▶ TEXT EXCERPT:

^^^^

And who could blame us, Steel continues, “because increasingly, everything’s being taken away. There’s more and more pressure. I can’t even believe the university fees utter utter scandal. In five years time, it will be exactly like America, and will be utterly exclusive – or parents will have to work their entire lives, three jobs, to get their kids to be able to go. You just think, how have we got to here? But it’s fear. It’s an intense amount of pressure – money, insecurity.”
I wonder if Ed Miliband might show his face – and Steel tells me about the time she found herself sitting next to David Miliband whilst watching The Pitman Painters. “But that’s safe territory,” she says, “before 1939, so there’s no real conflict there. The good time of Labour and the welfare state is yet to come. This is a dismantling of it, and really, Labour doing absolutely nothing. They weren’t prepared to put their full weight behind the miners. “
And yet, people still vote for them as a plausible left-wing option. “Yeah – it’s the ex-boyfriend syndrome. We just can’t let it go – it’s like, he didn’t love you! Move on! Get over it!”
But amidst the strength of this political feeling, isn’t there also a sense of anxiety in knowing that whilst the theatre can be extremely political and radical in its thinking, it can also be a very privileged and exclusive place?
“Exactly – and we do have to question it. What is it, to be going to a theatre – and ultimately, it’s people with more privilege. But I don’t have an answer to that. I suppose one aspect tied up in that is the question of, what is the value of art? I mean, it’s hard – how do we judge how people are affected by it? I think about the things that have affected me – it was reading books, going to galleries. Because I didn’t go to uni, left school at 16, it was utterly self-education. I know everyone’s a self-educator – just because you went to uni for three years doesn’t necessarily mean you come out going, ‘Ha! I know the world! I have the answers!’ but do you know what I mean? I don’t think I’m the only person that’s actually formed a lot of my opinions about the world through theatre, through art, through seeing stuff – I can’t be.”
And it was the experience of “seeing stuff” that led Steel to become who she is now – a writer. She says that when she came to London at twenty-one, “I’d never seen anything, never been to a gallery or a museum.”

^^^^

▶ EXERCISE DATA:

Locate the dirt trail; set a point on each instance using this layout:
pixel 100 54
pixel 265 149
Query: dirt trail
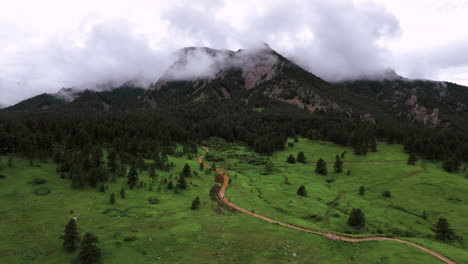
pixel 222 197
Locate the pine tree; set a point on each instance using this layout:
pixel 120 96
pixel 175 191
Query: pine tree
pixel 321 167
pixel 112 161
pixel 152 173
pixel 338 167
pixel 362 190
pixel 302 191
pixel 132 176
pixel 186 171
pixel 70 236
pixel 291 159
pixel 181 183
pixel 443 231
pixel 301 157
pixel 356 218
pixel 412 159
pixel 268 167
pixel 90 253
pixel 195 203
pixel 170 185
pixel 112 198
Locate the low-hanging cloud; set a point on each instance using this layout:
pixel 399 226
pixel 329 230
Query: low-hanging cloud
pixel 110 53
pixel 335 39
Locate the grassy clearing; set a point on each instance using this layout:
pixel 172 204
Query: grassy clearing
pixel 169 232
pixel 420 194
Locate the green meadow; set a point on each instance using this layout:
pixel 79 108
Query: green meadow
pixel 135 231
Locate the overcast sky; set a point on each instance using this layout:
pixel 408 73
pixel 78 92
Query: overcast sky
pixel 49 44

^^^^

▶ TASK LIST:
• A. Write out the part of the interview excerpt starting at "But amidst the" and ending at "and exclusive place?".
• B. Change "dirt trail" to "gravel path" in the rows starting at the first row and ending at the line containing "pixel 222 197", and give back only those lines with everything else unchanged. Leave the pictures out of your answer.

▶ RESULTS:
• A.
But amidst the strength of this political feeling, isn’t there also a sense of anxiety in knowing that whilst the theatre can be extremely political and radical in its thinking, it can also be a very privileged and exclusive place?

• B.
Locate the gravel path; set a point on each instance using this layout:
pixel 100 54
pixel 265 149
Query: gravel path
pixel 222 197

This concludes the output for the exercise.